** TASK **
Return every line of the data below that contains the string "wall". Case counts.
-- BEGIN LISTING --
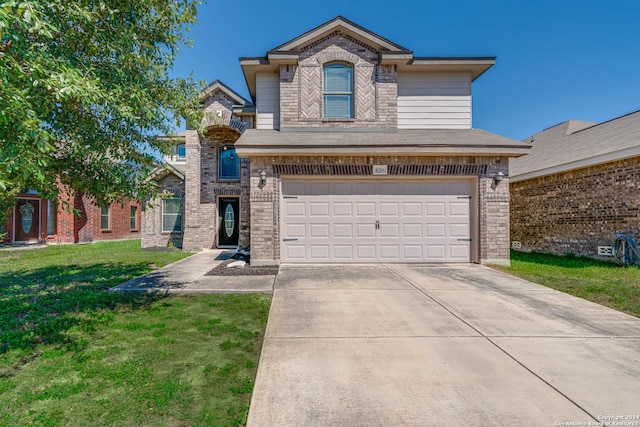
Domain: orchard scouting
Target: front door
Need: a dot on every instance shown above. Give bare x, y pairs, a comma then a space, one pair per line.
27, 220
229, 221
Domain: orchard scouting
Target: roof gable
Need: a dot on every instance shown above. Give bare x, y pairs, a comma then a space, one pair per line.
342, 25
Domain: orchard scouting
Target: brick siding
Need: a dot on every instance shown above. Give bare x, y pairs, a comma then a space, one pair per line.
375, 86
492, 218
577, 211
71, 228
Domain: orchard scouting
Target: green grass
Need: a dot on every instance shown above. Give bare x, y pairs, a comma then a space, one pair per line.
604, 283
73, 354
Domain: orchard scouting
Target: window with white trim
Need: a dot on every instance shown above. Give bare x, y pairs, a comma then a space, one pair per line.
181, 151
337, 91
133, 218
228, 163
51, 218
105, 217
171, 215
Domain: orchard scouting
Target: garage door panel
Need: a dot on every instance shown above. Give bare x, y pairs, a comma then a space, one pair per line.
459, 252
343, 252
412, 252
319, 252
319, 231
365, 231
366, 252
318, 188
411, 209
364, 188
460, 188
389, 188
295, 230
390, 252
295, 252
294, 188
343, 230
459, 209
412, 188
412, 230
296, 209
435, 209
389, 209
435, 230
365, 209
342, 209
458, 230
335, 221
436, 252
344, 188
319, 209
389, 231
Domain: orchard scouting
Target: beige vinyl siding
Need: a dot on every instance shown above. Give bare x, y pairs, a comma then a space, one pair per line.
267, 101
434, 101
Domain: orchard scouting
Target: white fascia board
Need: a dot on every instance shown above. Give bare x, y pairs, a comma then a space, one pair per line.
591, 161
377, 150
332, 26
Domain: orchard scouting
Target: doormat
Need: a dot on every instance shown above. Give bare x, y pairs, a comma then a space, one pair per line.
248, 270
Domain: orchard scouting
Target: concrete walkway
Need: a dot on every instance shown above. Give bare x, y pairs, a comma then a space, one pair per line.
387, 345
187, 276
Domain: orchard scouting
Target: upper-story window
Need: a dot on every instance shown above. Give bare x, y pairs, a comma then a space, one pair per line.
338, 91
181, 151
229, 163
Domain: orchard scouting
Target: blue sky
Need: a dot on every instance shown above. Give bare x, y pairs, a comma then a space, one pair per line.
556, 60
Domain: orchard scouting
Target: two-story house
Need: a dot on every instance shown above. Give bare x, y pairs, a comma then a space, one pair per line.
351, 149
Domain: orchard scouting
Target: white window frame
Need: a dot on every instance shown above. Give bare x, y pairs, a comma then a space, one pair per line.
350, 93
178, 215
108, 215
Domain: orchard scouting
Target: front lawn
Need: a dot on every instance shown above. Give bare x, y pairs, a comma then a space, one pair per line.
72, 353
604, 283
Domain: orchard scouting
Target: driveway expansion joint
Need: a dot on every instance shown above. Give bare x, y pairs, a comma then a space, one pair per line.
435, 300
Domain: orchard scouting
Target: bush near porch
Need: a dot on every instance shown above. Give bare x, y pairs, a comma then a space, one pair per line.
72, 353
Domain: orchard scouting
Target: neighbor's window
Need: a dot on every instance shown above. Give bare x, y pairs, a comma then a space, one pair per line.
338, 91
105, 217
181, 151
229, 163
171, 215
51, 218
133, 222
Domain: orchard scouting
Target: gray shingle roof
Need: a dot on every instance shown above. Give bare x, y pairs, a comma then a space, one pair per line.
401, 141
574, 144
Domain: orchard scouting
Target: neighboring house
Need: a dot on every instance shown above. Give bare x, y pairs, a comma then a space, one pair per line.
578, 187
34, 219
353, 150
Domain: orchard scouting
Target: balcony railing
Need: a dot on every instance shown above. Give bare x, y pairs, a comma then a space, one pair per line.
223, 118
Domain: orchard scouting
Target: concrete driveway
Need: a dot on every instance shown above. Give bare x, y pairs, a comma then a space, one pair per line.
386, 345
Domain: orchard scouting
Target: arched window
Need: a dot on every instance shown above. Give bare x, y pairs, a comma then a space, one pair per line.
228, 163
337, 91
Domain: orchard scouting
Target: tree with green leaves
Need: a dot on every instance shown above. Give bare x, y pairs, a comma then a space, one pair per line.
85, 88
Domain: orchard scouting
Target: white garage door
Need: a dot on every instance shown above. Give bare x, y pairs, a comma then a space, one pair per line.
375, 220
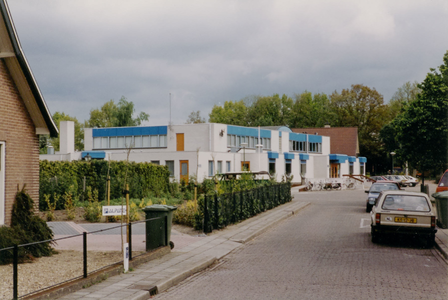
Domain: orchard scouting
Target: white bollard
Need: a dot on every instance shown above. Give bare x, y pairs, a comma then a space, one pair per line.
126, 257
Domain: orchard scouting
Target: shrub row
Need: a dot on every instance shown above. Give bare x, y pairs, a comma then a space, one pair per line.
25, 228
59, 177
218, 211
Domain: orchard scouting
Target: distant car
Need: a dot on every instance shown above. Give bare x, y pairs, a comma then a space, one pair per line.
378, 178
443, 183
376, 189
405, 213
401, 181
411, 181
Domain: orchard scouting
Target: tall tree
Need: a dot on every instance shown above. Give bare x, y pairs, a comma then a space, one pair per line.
195, 118
311, 111
270, 111
406, 93
113, 115
364, 108
422, 128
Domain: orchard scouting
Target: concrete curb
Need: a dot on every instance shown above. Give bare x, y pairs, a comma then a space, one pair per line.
441, 247
169, 282
266, 225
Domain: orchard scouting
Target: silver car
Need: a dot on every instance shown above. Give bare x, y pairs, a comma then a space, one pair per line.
405, 213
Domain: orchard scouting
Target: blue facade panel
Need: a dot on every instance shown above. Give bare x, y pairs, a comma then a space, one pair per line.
129, 131
289, 155
244, 131
94, 154
304, 156
338, 158
299, 137
314, 139
272, 155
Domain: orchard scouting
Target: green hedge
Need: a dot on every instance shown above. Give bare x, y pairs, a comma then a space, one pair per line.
218, 211
58, 177
26, 228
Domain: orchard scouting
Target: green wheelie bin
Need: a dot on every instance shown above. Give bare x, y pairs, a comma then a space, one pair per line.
158, 232
442, 208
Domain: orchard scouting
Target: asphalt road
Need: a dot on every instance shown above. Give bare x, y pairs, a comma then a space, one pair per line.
323, 252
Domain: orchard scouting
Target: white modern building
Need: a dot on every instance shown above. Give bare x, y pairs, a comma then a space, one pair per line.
204, 150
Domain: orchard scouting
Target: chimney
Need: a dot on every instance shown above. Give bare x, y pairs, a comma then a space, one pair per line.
67, 137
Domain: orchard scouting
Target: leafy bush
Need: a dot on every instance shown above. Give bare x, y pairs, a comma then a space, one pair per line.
185, 214
70, 208
25, 228
59, 177
93, 210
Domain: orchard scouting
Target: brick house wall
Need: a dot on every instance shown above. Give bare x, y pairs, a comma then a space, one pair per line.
18, 132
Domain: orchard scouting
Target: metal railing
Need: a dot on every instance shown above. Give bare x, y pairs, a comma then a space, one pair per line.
85, 270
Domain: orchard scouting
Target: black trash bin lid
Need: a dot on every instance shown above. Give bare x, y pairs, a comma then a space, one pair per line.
160, 207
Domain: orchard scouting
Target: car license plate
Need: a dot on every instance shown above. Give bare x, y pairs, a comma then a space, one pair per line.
405, 220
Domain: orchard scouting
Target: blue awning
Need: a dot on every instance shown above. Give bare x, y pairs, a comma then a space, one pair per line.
338, 158
94, 154
363, 159
272, 154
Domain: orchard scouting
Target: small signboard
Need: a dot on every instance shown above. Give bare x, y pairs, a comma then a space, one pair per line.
114, 210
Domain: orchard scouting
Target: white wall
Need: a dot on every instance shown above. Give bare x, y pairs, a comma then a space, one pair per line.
67, 137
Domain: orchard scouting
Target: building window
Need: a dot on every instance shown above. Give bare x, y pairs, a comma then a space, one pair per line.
120, 142
128, 142
105, 142
303, 167
288, 167
170, 165
219, 167
252, 142
154, 141
272, 166
138, 141
315, 147
162, 142
97, 142
210, 168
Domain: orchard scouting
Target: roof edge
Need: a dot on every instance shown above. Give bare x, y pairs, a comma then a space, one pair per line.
27, 70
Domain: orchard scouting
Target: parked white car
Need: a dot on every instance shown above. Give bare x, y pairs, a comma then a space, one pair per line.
411, 181
404, 213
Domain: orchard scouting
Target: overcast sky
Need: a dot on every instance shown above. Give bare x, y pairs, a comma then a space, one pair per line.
204, 52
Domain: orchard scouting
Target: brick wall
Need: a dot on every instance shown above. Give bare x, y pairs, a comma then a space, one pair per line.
22, 144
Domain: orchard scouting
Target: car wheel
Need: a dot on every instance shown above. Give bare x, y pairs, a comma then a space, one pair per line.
430, 241
368, 208
375, 237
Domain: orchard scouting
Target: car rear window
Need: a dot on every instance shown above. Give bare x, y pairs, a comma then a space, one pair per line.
444, 180
406, 203
384, 187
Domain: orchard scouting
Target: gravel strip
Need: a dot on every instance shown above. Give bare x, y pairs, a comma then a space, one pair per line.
47, 271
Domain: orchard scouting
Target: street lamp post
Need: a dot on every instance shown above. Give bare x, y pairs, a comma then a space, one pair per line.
-- END LISTING --
** EXERCISE SOLUTION **
Target: brick house wall
Target: white wall
Target: brick wall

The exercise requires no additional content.